Segment Start: SELECTED EXCERPT
Christmas isn’t just for Christians

According to the PC consensus, non-Christians have nothing to celebrate tomorrow. Moreover, they are expected, indeed encouraged, to feel insulted whenever the word Christmas is mentioned. For atheists, agnostics, deists, Muslims and exponents of assorted eastern creeds, the birth of Christ is just any old bank holiday, whereas for Jews it’s time for thousands of Happy Hanukkah cards. One wonders if Hanukkah would be celebrated with as much pomp if it fell on any other month. After all, one doesn’t see too many Happy Purim or Merry Sukkoth cards for sale.

What one does see all over the place is Happy Holidays! replacing Happy Christmas! as the greeting of choice. ‘Thou shalt not offend’ trumps all other commandments, although no one in his right mind could possibly be offended. Even the supposedly pious Tony ‘Anthony’ Blair, whose religious faith matches his political principles in courageous fortitude, expunged the offensive allusion to Yuletide from his Chri… sorry, holiday cards. The fashion started in America and, as most perversions of the same provenance, took a few years to reach our shores. But now it’s firmly entrenched.

Yet while tomorrow Christians will be celebrating the birth of Jesus Christ, the rest of the West should join them in celebrating the birth of our civilisation, the greatest the world has ever seen — or will ever see. For every Western achievement we recognise as such can be traced back to that humble birth.

Our music, towering over anything produced by any other culture, has direct church antecedents — and few other. So does our painting. So, largely, does our architecture. Translations of the Scripture, most emphatically including our own Tyndale and King James Bibles, had a formative effect on every Western language and therefore literature. The church was the sole source of education, and the principal influence on government, for many critical centuries of Western history. Our most important laws are derived from scriptural injunctions, as are our binding moral principles.

This much is widely known and commented upon. What receives less attention is the unique contribution Christianity made to Western science, the foundation of our material wealth. Can you name a single great scientist ever emerging from a non-Christian country? I know I can’t, not offhand. However, I can name many ignorant atheist fanatics who claim that Christianity somehow hindered scientific progress (Richard Dawkins, ring your office). What utter nonsense!

No religion is just worship; they all excrete and wrap around themselves a cocoon of intellectual premises that are more or less conducive to various pursuits. Judaeo-Christianity made scientific exploration possible for reasons unique to it. Unlike the Greeks who had a multitude of gods, each responsible for its own realm, Judaeo-Christianity teaches that God, and therefore the world, is one. That means that scientific and mathematical laws apply universally, and unity can be inferred from variety. Christianity also teaches that the material world was created by a rational God. It is therefore rationally constructed and rationally knowable, a realisation that never existed in either the classical or Eastern world. And finally, that event 2011 years ago established the sanctity of the material world, not just of the spirit. Uniting in his person God and man, the physical and the metaphysical, heaven and earth, Christ not only encouraged us to know and subdue the earth (that was done in Genesis), but he also made this possible.

You may or may not believe in the divinity of Jesus Christ. However,  those who lovingly nurtured our civilisation to splendour believed just that, and it was in his name that they toiled. Let’s say a word of thanks to those giants — and above all to their inspiration.

Happy Christmas to all, believers or not.
Segment End: SELECTED EXCERPT
**PROBLEM TO WORK ON**: Write out the passage of the Christmas essay that begins at the words "According to the" and stops after the words "cards for sale.".
Segment Start: DATASET ENTRIES
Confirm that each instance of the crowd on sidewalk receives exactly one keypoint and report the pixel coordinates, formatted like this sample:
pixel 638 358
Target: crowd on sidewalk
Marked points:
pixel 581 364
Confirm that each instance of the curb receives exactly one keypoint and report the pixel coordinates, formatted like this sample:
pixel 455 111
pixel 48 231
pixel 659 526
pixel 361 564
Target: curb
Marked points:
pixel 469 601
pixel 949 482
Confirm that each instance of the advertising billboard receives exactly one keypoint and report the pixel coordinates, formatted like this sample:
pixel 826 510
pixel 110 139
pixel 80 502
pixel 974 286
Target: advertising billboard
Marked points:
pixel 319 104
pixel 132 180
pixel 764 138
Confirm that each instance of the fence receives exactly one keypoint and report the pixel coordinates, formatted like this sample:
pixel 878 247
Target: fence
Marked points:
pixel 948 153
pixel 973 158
Segment End: DATASET ENTRIES
**YOUR RESPONSE**:
According to the PC consensus, non-Christians have nothing to celebrate tomorrow. Moreover, they are expected, indeed encouraged, to feel insulted whenever the word Christmas is mentioned. For atheists, agnostics, deists, Muslims and exponents of assorted eastern creeds, the birth of Christ is just any old bank holiday, whereas for Jews it’s time for thousands of Happy Hanukkah cards. One wonders if Hanukkah would be celebrated with as much pomp if it fell on any other month. After all, one doesn’t see too many Happy Purim or Merry Sukkoth cards for sale.